■ **What the exercise asks**: What is needed here is an exact repetition of the records below, beginning at the line that has "the white thermos" and stopping after the line that has "the white mug".

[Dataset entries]
************

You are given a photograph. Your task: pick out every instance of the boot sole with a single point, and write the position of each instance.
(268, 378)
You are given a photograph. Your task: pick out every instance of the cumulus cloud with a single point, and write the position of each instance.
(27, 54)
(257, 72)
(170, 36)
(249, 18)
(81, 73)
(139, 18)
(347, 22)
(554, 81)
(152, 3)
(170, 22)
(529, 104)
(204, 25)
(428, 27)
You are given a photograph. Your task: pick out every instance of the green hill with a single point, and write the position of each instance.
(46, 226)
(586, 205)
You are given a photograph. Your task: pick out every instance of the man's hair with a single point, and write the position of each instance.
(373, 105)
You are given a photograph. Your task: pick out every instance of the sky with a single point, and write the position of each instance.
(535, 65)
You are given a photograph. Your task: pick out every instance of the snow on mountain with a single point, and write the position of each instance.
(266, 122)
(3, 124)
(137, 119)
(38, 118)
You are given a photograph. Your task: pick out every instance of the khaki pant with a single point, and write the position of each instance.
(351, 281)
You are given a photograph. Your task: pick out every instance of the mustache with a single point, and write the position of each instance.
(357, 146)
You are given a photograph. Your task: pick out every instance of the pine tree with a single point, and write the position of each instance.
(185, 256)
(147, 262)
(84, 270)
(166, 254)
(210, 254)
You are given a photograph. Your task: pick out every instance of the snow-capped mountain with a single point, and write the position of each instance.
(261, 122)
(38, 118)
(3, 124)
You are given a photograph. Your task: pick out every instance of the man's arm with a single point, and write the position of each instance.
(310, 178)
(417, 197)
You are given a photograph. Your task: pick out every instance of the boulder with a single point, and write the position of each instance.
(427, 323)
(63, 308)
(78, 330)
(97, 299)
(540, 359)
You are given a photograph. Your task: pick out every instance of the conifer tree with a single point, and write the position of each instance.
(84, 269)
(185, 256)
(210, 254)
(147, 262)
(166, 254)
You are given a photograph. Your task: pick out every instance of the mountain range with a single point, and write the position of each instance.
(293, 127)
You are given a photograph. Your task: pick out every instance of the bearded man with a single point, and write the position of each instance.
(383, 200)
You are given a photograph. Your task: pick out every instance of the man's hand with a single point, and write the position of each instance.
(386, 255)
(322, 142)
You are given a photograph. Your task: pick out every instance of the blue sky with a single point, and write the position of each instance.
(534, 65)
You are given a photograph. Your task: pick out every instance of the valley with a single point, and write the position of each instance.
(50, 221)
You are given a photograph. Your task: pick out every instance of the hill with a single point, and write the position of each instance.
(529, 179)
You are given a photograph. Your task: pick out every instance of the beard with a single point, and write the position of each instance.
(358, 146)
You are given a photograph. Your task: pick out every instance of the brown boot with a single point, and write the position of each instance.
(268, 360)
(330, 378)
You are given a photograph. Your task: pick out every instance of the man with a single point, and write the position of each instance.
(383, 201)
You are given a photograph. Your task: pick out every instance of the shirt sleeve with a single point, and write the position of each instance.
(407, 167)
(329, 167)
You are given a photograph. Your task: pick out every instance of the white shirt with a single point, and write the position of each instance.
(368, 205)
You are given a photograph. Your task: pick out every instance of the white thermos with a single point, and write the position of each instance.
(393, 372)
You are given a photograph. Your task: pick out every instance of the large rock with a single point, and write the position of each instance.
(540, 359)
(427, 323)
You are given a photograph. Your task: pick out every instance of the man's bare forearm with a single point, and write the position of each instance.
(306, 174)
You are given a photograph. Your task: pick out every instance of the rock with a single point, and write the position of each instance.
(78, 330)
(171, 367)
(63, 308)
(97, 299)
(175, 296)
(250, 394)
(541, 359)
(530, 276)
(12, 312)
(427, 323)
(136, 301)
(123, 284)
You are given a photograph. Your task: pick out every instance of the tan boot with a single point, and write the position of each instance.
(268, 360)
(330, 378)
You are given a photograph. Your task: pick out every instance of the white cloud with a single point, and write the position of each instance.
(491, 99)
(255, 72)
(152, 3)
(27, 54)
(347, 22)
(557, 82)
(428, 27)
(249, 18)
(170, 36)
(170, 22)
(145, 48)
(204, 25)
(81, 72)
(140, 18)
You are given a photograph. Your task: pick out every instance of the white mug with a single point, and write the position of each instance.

************

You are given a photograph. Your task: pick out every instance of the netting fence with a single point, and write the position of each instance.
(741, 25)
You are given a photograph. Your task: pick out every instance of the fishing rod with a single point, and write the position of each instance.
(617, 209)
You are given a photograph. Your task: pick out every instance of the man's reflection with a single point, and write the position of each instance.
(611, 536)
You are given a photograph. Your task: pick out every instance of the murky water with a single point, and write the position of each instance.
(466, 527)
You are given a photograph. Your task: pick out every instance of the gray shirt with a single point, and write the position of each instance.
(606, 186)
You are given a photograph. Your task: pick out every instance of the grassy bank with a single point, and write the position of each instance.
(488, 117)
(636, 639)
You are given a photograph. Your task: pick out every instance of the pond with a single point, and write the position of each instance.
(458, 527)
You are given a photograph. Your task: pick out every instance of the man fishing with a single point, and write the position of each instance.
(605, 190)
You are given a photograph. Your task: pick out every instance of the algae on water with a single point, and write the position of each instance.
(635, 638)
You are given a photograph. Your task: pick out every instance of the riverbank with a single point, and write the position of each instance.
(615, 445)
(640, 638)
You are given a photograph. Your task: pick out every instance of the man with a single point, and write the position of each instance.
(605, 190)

************

■ **Your response**:
You are given a photograph. Your task: pick out every instance of the white thermos with a single point, and write the position of each instance.
(393, 372)
You are given a photograph. Your task: pick out every instance of the large rock with a single point, and write the position of each instance.
(540, 359)
(427, 323)
You are given a photograph. Your task: pick out every instance of the man's bare forearm with a single point, and write the position of each instance.
(306, 174)
You are given a photograph. Your task: pick out every instance of the rock with a single point, and write the position of each instance.
(78, 330)
(171, 367)
(63, 308)
(97, 299)
(175, 296)
(250, 394)
(541, 359)
(530, 276)
(12, 312)
(427, 323)
(136, 301)
(123, 284)
You are given a photograph. Your task: pick out every instance of the tan boot with a single point, and write the position of each instance.
(268, 360)
(330, 378)
You are given a photograph. Your task: pick out every instance of the white cloud with a single point, and write the position of each instance.
(491, 99)
(255, 72)
(152, 3)
(27, 54)
(347, 22)
(557, 82)
(428, 27)
(249, 18)
(170, 36)
(170, 22)
(145, 48)
(204, 25)
(81, 72)
(140, 18)
You are given a photograph. Your task: pick out every instance of the white mug with a single point, and write the position of each instance.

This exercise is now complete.